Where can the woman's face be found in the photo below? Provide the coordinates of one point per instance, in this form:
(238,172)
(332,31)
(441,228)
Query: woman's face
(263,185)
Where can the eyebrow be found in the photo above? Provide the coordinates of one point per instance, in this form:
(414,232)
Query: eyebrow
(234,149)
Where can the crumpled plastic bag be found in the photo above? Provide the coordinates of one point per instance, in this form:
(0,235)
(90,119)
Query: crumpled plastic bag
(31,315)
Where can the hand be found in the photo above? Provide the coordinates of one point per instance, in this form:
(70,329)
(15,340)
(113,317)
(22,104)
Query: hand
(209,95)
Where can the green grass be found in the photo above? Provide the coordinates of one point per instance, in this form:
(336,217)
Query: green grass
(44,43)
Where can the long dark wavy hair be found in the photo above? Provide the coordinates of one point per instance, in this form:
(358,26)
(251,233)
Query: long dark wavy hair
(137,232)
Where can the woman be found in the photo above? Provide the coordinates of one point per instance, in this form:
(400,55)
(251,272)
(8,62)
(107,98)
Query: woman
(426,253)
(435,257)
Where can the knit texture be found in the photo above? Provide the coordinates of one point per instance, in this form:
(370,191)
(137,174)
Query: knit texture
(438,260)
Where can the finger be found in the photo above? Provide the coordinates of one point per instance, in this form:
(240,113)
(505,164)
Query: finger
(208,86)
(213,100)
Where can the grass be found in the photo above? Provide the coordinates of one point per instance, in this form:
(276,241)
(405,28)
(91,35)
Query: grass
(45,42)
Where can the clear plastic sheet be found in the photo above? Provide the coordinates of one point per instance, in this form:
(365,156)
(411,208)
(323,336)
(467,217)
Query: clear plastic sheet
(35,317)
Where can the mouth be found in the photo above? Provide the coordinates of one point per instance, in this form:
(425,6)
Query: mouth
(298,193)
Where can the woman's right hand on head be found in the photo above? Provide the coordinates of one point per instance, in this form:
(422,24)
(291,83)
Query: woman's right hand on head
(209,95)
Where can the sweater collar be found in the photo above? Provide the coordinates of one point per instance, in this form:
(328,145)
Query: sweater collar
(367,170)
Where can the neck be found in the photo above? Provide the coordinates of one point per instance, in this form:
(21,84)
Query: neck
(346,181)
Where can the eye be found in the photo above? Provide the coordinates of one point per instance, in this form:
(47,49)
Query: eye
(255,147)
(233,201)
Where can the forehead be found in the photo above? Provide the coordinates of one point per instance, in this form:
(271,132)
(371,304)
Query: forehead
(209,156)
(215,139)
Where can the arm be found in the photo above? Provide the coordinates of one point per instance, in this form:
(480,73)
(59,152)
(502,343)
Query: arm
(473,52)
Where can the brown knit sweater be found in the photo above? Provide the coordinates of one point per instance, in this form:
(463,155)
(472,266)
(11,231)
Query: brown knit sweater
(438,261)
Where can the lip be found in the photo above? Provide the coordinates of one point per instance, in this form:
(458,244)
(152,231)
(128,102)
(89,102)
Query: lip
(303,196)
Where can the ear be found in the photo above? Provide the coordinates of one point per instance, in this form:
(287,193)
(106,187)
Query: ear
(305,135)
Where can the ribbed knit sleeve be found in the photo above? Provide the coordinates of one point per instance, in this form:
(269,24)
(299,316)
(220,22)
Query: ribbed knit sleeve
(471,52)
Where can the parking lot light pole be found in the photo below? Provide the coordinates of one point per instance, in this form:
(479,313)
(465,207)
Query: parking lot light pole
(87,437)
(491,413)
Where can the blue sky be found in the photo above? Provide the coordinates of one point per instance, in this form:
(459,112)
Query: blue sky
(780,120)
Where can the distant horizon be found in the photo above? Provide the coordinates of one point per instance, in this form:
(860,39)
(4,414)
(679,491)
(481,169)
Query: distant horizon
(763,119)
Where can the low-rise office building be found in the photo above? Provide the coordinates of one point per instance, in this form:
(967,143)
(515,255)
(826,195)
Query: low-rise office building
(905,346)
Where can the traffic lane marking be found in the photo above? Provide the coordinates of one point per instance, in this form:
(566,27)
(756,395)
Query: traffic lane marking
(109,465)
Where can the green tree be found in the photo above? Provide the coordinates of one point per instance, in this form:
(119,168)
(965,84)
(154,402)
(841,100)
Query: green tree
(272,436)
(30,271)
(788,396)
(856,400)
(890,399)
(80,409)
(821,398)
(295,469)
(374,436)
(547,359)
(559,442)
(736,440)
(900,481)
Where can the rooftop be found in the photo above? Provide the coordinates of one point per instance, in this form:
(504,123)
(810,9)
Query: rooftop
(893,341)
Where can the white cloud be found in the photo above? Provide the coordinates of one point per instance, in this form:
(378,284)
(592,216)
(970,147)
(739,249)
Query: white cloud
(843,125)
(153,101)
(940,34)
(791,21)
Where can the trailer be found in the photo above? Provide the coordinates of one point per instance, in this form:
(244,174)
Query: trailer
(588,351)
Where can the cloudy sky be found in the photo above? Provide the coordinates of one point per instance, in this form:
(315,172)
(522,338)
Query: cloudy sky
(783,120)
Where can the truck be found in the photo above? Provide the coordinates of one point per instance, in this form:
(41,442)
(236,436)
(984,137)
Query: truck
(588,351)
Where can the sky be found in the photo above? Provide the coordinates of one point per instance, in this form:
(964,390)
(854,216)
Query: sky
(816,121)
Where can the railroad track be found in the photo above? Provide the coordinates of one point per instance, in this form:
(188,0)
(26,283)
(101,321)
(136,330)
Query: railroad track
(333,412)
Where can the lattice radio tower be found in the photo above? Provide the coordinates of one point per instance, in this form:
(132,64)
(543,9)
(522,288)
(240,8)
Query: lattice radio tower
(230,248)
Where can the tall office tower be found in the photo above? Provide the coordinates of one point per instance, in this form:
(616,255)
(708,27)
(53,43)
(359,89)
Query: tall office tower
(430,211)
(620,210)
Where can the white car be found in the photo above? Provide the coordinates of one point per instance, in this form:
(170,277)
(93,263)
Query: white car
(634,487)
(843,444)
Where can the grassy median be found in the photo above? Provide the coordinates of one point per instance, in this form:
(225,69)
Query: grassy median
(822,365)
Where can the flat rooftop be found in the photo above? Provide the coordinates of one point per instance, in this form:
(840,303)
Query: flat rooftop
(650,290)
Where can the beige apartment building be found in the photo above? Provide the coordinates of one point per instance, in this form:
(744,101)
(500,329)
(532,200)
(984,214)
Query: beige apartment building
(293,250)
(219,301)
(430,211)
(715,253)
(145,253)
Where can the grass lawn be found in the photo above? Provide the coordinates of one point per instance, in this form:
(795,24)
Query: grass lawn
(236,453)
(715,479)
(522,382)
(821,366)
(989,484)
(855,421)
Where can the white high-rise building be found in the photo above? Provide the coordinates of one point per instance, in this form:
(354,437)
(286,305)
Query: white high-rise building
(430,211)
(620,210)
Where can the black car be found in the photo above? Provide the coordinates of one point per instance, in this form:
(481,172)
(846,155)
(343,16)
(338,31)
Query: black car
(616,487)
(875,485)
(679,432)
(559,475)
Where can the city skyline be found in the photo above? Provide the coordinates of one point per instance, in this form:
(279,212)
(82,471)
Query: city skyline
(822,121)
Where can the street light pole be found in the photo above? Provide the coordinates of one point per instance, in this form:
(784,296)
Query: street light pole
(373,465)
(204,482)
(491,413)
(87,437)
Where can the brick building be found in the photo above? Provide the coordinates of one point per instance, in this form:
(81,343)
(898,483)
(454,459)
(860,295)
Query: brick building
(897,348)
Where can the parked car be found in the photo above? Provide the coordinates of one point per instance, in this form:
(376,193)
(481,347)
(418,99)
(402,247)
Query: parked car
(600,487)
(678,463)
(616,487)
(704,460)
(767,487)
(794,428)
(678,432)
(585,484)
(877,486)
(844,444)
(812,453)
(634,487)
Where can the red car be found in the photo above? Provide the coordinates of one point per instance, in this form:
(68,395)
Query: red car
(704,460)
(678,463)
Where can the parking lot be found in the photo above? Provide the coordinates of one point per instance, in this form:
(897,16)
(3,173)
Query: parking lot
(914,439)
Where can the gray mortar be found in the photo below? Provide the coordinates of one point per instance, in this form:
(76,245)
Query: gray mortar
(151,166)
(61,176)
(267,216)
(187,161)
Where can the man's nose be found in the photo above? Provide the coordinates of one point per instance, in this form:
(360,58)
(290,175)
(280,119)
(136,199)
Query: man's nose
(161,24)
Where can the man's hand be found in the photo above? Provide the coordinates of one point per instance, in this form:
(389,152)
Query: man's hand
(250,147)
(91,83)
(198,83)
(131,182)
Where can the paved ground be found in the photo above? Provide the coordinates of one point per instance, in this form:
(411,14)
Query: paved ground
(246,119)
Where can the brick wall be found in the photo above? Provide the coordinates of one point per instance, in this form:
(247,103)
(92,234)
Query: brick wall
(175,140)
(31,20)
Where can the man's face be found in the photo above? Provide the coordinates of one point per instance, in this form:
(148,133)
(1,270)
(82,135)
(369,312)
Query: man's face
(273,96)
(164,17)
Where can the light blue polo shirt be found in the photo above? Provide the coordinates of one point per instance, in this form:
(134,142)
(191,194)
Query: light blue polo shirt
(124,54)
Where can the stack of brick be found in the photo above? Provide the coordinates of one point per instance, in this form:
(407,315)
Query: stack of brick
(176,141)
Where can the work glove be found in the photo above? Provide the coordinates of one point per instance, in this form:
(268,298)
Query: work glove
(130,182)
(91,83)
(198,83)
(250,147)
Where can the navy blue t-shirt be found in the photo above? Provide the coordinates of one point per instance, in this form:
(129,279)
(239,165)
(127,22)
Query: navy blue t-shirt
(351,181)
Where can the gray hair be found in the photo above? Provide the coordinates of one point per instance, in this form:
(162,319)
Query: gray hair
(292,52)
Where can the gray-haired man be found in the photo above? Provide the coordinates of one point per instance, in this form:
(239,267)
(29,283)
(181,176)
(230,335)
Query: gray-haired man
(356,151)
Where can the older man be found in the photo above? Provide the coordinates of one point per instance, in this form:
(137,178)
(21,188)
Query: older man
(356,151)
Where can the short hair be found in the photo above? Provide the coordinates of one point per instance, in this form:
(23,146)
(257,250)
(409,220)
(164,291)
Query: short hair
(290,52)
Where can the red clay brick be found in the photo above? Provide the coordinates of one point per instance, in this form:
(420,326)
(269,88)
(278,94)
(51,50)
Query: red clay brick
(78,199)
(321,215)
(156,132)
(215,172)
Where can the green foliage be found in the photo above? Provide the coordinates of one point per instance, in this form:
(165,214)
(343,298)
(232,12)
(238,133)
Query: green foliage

• • • •

**PROBLEM REQUIREMENTS**
Find every line of the data that includes the string "foliage". Copy each of those lines.

**ANSWER FOR THE TASK**
Where can the green foliage be found in the photo above? Provide the coordinates of one point per instance, in this form:
Query: green foliage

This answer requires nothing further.